Photo-based referring expression data
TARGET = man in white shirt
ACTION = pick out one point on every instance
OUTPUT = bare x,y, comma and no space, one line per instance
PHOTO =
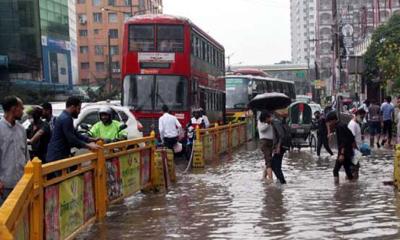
205,118
355,128
169,127
355,125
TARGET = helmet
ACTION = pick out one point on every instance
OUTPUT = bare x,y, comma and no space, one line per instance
106,110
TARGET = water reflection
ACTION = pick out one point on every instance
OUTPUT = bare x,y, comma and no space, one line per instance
228,200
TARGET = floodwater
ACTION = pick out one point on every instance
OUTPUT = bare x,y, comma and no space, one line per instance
228,200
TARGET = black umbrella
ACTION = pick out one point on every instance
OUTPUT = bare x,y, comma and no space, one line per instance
270,101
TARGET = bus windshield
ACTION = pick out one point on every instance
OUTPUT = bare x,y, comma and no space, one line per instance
151,92
170,38
237,95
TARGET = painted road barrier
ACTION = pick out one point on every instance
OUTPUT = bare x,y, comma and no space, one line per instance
396,167
57,200
218,140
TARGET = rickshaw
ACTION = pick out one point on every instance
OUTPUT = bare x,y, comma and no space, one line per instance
300,123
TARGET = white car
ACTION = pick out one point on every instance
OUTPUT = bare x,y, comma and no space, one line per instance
90,115
315,107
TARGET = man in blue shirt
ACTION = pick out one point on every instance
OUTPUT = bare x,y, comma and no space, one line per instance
64,136
387,110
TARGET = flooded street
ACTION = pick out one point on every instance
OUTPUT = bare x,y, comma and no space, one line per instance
228,200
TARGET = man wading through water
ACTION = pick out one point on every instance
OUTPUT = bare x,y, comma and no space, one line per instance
346,145
266,133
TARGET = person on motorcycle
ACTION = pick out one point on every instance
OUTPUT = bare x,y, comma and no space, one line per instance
107,129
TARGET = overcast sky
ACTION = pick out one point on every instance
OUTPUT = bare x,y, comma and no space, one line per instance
255,31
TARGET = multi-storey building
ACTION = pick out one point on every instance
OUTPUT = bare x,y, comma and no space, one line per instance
100,31
355,21
303,36
35,40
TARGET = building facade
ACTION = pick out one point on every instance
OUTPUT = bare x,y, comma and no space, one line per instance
99,36
341,26
35,38
303,36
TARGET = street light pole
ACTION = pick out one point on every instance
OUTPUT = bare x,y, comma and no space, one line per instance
131,7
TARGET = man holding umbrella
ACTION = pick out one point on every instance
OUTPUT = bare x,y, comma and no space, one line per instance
271,137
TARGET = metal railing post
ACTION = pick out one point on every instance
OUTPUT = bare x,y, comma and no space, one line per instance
152,159
217,140
37,215
230,137
101,185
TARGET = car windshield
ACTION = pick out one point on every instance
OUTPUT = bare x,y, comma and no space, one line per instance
237,93
151,92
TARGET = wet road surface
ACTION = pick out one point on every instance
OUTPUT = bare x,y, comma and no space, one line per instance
228,200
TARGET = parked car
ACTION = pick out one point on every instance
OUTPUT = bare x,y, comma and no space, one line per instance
90,115
315,107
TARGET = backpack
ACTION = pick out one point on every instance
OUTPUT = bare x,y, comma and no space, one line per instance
282,130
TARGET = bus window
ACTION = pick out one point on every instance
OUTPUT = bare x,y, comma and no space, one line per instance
292,91
170,38
141,38
270,88
172,91
286,89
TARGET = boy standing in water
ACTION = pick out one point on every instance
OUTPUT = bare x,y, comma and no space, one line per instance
266,133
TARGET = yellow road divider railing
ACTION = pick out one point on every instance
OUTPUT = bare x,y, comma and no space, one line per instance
59,199
396,167
217,140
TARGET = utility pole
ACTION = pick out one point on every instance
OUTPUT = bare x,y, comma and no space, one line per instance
336,56
109,62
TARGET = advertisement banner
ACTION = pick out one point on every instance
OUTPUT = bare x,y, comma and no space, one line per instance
223,141
88,196
114,181
71,205
235,139
52,212
145,167
130,173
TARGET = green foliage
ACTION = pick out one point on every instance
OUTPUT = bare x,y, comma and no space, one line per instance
382,59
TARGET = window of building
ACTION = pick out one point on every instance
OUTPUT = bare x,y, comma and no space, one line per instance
113,33
96,2
82,18
100,66
99,50
114,50
170,38
84,49
83,32
85,65
115,66
126,16
112,17
97,18
141,38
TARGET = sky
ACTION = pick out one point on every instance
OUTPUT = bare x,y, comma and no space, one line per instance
254,32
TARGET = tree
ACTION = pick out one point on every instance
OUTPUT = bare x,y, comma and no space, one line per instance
382,59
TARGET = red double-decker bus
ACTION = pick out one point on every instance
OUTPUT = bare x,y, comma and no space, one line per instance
169,60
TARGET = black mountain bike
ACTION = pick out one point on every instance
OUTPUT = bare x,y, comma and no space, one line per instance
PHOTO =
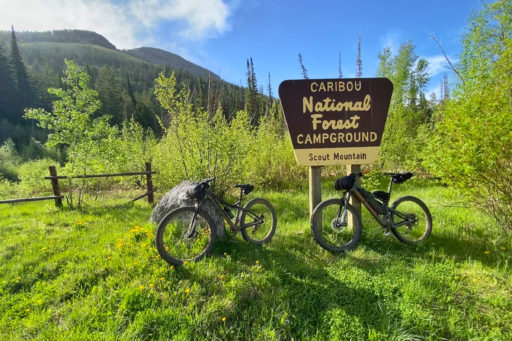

* **PROBLEM REQUIREMENTS**: Copy each line of the records above without change, but do not include any picture.

* **EXERCISE ANSWER**:
TARGET = man in white shirt
ACTION = pick out one point on every instance
OUTPUT = bare x,y, comma and no space, one line per instance
PHOTO =
205,118
355,128
169,127
355,125
TARGET = helmet
ACTION = pick out one point on every instance
OUTPUT = bare x,y, comma and no space, one line per instance
106,110
TARGET = water reflection
ACTION = pick out one point on every instance
OUTPUT = bare x,y, comma and no space, one line per instance
228,200
TARGET = floodwater
ACTION = pick out one point on every instance
OUTPUT = bare x,y, comma and no space, one line per instance
228,200
TARGET = black umbrella
ACTION = pick out one point on every instance
OUTPUT = bare x,y, comma and no space, one line per instance
270,101
TARGET = bus windshield
ACTION = pick out one point on every instance
OUTPUT = bare x,y, comma and no space, one line per instance
151,92
170,38
237,95
TARGET = painted road barrier
ACTION = pick out one point on every instance
OUTPUT = bare x,y, comma and no space, one line per instance
396,167
57,200
218,140
TARGET = rickshaw
ACTION = pick out one point on every instance
OUTPUT = bare x,y, comma and no space, one line per instance
300,123
TARGET = white car
ACTION = pick out one point on every instance
OUTPUT = bare x,y, comma and no space, one line per instance
90,115
315,107
TARGET = man in blue shirt
ACTION = pick out one point on every instance
OUTPUT = bare x,y, comma and no space, one line per instance
64,136
387,110
TARGET = flooded street
ACTION = pick out one point on every instance
OUTPUT = bare x,y, comma and no space, one line per instance
228,200
TARGET = man wading through water
ACTION = pick out one point on every instance
OUTPUT = bare x,y, comma and no space, one line per instance
346,145
266,133
TARGET = person on motorcycle
ACTION = pick out one point on every instance
OUTPUT = bare x,y, comma and no space, one line per instance
107,129
TARGET = overcast sky
ACTION = pick out one point on every instance
OUTPUT = bare x,y, comma and no space, one line per instance
255,31
TARGET = multi-storey building
ACTION = pick out one point on every instance
OUTPUT = bare x,y, comma and no space, one line per instance
100,31
355,21
303,36
35,40
TARGET = building facade
ACTION = pick out one point on every instance
OUTPUT = bare x,y, comma and no space, one line per instance
99,36
341,26
35,38
303,36
TARGET = street light pole
ACTION = pick out one point on every instance
OUTPUT = bare x,y, comma and no space, one line per instance
131,7
TARGET = man holding umbrella
ACTION = pick out one point on every instance
OUTPUT = bare x,y, comma and no space, one line per instance
271,137
TARGET = metal railing post
ACTION = pick out one point on every instance
OUTPUT = bare x,y, comma and no space, one line per instance
152,159
217,140
37,215
230,137
101,185
TARGET = car windshield
ACTION = pick out one point on every instance
OUTPUT = bare x,y, comma and no space, one line per instance
237,93
151,92
TARGET = wet road surface
ACTION = pick out one point on every instance
OUTPUT = bare x,y, comma and no space, one line per instance
228,200
TARGET = parked car
ACTION = pick out one point on every instance
OUTPUT = bare x,y, comma and no space, one line per instance
90,115
315,107
TARGET = backpack
ACTION = pick out one point on every instance
OUTPUT = bare x,y, comma and no space, one line per instance
282,130
TARGET = bus window
ACTION = pick out one point on every instance
OUTPUT = bare x,y, comma and no space, one line per instance
292,91
170,38
141,38
270,88
172,91
286,89
TARGET = boy standing in water
ACTION = pick out one point on every instance
OUTPUT = bare x,y, comma and no space, one line per instance
266,133
TARGET = yellow road divider railing
ACTION = pick out one point on every instance
OUTPUT = bare x,y, comma and no space, one line per instance
59,199
396,167
217,140
TARGET = utility pole
ACTION = pick out one point on every instance
OUTPUT = bare x,y, comma and no space, one line per instance
336,56
109,62
TARGET = advertisement banner
ACTION = pick out one point on every instance
OUTPUT = bare x,y, comma and no space, one line per instance
223,141
88,196
114,181
71,205
235,139
52,212
145,167
130,173
TARGET = green foliage
ACTION = pick out one point on every instance
OUTPUT = bare x,y, comma and no space, one line per instance
382,59
TARGET = window of building
ACTION = pick out one point on every instance
OUTPUT = bare x,y, comma and no space, one line per instance
113,33
96,2
82,18
100,66
99,50
114,50
170,38
84,49
83,32
85,65
115,66
126,16
112,17
97,18
141,38
TARGET = sky
ACTION = pick out one point on every instance
OUTPUT = bare x,y, comma and no space, one line per instance
254,32
TARGET = tree
ACTION = pick out one point on every instance
OUTPUT = bare x,y, comma and no space, one line per instance
382,59
TARGET = red double-decker bus
ACTION = pick out one point on every instance
OUTPUT = bare x,y, comma and no space, one line per instance
169,60
TARGET = black mountain bike
ACTION = pick out one point on every instance
OUTPUT = bare x,y, comma and no space, one line per instance
PHOTO =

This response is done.